--- START GIVEN ENTRIES ---

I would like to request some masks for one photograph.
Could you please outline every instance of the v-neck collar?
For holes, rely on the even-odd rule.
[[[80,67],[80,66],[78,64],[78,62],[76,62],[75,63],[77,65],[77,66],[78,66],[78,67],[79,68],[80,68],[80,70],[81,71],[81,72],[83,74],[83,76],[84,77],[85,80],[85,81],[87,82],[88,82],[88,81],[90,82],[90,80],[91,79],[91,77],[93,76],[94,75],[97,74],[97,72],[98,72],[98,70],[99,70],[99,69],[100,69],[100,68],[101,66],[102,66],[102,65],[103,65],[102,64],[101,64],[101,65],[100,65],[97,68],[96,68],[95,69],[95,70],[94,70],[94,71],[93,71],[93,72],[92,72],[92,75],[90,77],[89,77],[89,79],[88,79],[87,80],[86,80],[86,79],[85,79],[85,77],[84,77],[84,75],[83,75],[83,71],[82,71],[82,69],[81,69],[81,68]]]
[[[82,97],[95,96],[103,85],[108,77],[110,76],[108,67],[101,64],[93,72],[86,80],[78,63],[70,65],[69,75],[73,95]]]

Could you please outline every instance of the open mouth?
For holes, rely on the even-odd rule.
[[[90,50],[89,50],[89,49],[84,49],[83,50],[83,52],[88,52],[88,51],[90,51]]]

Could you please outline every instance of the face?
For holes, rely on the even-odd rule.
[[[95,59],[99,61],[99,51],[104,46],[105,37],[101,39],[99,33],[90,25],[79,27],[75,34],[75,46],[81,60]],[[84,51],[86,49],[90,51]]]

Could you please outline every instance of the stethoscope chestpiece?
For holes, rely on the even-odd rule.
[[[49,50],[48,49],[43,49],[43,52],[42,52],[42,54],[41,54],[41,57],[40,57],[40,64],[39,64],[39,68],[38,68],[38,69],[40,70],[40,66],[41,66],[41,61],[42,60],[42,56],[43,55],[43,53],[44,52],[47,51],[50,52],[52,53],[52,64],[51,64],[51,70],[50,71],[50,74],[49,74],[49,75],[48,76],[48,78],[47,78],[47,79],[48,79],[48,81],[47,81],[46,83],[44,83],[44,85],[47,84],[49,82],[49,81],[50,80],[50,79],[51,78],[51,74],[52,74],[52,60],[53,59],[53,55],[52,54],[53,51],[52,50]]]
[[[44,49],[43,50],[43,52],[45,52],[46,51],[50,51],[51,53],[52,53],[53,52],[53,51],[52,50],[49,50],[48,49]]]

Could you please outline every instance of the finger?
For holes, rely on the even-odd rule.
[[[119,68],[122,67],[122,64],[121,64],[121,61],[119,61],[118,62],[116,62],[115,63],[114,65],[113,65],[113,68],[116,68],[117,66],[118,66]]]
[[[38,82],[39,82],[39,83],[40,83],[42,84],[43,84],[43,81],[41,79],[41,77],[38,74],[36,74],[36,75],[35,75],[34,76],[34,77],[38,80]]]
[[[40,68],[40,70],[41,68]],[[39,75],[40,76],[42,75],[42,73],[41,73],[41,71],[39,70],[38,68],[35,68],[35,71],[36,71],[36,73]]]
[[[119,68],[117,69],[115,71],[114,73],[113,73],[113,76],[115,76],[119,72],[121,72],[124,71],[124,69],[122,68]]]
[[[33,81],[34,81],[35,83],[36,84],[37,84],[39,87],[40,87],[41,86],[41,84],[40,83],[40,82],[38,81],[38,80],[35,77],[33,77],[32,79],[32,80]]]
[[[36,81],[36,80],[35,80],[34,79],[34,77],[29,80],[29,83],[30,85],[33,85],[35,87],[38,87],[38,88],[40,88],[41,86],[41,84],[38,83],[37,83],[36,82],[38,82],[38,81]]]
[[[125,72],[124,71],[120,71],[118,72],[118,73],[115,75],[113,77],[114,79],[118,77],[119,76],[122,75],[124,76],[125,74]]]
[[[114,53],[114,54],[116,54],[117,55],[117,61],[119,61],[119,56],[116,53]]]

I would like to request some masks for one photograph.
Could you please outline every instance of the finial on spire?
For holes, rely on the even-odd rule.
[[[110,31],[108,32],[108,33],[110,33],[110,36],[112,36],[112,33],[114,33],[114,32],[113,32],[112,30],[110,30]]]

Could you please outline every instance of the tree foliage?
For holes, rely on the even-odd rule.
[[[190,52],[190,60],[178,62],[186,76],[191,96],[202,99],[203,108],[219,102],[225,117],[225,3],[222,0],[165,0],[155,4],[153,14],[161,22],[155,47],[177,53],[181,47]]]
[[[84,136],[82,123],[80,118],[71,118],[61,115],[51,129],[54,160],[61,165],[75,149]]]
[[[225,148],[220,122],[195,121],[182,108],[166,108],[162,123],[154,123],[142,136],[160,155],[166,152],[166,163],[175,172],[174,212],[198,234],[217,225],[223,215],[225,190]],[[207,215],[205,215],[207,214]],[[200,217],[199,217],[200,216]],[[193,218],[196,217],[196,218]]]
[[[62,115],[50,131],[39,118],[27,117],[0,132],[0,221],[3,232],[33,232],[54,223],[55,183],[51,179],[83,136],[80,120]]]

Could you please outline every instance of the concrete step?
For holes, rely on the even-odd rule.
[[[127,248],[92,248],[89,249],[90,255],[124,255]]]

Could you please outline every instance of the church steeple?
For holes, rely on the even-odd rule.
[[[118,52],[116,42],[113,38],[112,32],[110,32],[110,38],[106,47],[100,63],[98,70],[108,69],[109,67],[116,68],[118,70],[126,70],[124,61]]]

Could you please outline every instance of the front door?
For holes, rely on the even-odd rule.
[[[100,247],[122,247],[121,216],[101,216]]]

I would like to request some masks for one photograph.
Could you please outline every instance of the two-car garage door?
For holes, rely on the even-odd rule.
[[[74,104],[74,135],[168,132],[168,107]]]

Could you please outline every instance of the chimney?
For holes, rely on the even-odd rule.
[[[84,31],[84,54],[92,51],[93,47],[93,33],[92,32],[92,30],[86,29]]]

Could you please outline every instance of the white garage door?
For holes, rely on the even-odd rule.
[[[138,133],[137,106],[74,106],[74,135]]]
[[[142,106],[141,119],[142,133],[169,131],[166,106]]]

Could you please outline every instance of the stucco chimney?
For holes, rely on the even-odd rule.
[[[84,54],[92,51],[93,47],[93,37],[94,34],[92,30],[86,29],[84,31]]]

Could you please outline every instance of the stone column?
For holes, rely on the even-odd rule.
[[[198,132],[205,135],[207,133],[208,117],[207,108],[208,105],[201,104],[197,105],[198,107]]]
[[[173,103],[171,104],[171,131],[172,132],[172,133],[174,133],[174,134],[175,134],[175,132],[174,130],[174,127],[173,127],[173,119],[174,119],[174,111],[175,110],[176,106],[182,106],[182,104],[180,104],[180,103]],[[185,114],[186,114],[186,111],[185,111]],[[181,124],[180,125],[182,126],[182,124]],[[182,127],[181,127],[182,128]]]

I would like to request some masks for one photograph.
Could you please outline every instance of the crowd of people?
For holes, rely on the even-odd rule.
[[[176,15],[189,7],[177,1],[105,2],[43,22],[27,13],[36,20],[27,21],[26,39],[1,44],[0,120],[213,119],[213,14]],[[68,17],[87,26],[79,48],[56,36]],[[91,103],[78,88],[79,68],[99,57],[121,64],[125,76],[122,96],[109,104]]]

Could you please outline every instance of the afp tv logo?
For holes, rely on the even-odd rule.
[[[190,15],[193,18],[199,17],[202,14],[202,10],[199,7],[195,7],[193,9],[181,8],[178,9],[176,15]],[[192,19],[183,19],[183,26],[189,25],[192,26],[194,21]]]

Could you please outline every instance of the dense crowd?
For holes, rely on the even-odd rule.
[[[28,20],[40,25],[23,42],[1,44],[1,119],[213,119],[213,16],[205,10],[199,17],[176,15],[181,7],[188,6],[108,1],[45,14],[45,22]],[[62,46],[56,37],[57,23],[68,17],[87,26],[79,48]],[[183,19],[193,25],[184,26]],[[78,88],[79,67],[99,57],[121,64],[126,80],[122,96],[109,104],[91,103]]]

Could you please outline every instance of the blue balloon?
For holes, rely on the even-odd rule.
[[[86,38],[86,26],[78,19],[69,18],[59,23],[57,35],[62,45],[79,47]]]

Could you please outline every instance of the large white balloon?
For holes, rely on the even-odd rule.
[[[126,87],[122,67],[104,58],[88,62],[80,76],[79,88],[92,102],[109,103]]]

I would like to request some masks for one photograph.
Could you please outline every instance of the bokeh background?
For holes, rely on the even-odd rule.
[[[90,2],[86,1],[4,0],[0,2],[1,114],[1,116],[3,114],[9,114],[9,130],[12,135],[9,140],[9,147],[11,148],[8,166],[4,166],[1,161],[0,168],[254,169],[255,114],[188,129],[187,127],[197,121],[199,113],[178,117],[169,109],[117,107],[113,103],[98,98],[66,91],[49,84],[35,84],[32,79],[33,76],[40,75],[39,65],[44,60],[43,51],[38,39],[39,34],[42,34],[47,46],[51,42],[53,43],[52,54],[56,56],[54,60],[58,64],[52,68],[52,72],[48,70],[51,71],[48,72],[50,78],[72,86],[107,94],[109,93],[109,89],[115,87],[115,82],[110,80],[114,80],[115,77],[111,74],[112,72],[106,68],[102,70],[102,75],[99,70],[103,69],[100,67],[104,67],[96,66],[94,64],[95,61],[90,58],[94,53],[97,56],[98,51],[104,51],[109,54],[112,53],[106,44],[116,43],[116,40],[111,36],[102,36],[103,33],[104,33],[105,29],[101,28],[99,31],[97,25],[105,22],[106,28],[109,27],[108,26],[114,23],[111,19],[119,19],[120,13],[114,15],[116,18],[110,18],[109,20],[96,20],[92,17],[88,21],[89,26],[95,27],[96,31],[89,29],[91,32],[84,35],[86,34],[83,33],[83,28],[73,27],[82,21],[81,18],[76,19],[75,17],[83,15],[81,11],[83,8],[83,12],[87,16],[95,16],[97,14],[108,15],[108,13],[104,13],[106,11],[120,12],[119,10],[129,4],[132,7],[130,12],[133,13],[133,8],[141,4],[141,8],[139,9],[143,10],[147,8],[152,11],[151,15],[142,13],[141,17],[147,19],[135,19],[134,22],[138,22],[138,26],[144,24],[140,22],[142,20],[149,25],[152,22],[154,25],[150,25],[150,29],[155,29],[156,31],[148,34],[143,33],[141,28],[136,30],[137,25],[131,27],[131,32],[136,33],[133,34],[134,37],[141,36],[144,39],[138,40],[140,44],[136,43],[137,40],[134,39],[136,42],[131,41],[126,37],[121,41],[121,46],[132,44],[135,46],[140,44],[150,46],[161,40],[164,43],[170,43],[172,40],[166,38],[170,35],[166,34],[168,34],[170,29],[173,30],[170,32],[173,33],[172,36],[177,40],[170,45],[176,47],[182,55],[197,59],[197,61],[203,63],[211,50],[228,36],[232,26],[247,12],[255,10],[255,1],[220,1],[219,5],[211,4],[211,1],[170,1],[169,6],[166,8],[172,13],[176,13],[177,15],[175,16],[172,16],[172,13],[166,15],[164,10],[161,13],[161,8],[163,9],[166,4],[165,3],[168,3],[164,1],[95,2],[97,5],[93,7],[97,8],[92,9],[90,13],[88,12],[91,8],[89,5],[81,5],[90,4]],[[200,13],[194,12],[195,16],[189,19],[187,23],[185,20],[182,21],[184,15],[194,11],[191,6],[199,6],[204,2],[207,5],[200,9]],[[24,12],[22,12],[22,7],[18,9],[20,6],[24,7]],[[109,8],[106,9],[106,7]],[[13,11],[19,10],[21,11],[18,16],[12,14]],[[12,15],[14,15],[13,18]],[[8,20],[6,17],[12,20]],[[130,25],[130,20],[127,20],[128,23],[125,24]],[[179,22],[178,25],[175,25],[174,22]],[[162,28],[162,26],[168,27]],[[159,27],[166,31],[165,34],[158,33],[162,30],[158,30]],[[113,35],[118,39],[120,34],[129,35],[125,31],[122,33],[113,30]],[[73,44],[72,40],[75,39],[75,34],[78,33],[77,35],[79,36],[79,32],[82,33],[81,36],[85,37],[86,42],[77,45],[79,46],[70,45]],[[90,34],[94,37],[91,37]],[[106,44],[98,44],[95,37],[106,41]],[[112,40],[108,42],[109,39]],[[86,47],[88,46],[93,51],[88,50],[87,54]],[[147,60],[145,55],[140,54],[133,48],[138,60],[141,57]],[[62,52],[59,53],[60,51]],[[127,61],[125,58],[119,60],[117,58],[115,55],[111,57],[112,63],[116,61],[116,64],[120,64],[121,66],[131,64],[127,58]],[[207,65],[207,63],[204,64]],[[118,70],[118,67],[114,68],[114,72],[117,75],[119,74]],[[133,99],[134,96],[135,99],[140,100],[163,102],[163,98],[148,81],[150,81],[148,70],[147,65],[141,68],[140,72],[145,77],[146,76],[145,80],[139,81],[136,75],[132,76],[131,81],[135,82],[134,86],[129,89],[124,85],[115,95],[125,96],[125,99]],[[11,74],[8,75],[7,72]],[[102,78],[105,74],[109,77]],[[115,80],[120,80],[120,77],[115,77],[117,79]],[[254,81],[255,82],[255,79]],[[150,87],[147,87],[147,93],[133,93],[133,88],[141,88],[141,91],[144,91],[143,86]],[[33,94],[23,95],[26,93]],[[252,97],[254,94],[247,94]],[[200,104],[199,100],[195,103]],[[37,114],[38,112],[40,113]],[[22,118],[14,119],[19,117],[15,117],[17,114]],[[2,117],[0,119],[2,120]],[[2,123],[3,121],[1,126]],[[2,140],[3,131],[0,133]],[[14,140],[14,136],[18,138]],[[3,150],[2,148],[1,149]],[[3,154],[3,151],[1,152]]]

--- END GIVEN ENTRIES ---

*PROBLEM REQUIREMENTS*
Which lines of the material contain the word "balloon"? List each of them, treating uppercase and lowercase letters as distinct.

*WRITTEN REPLY*
Could you please outline every instance of the blue balloon?
Could you please outline every instance of the large white balloon?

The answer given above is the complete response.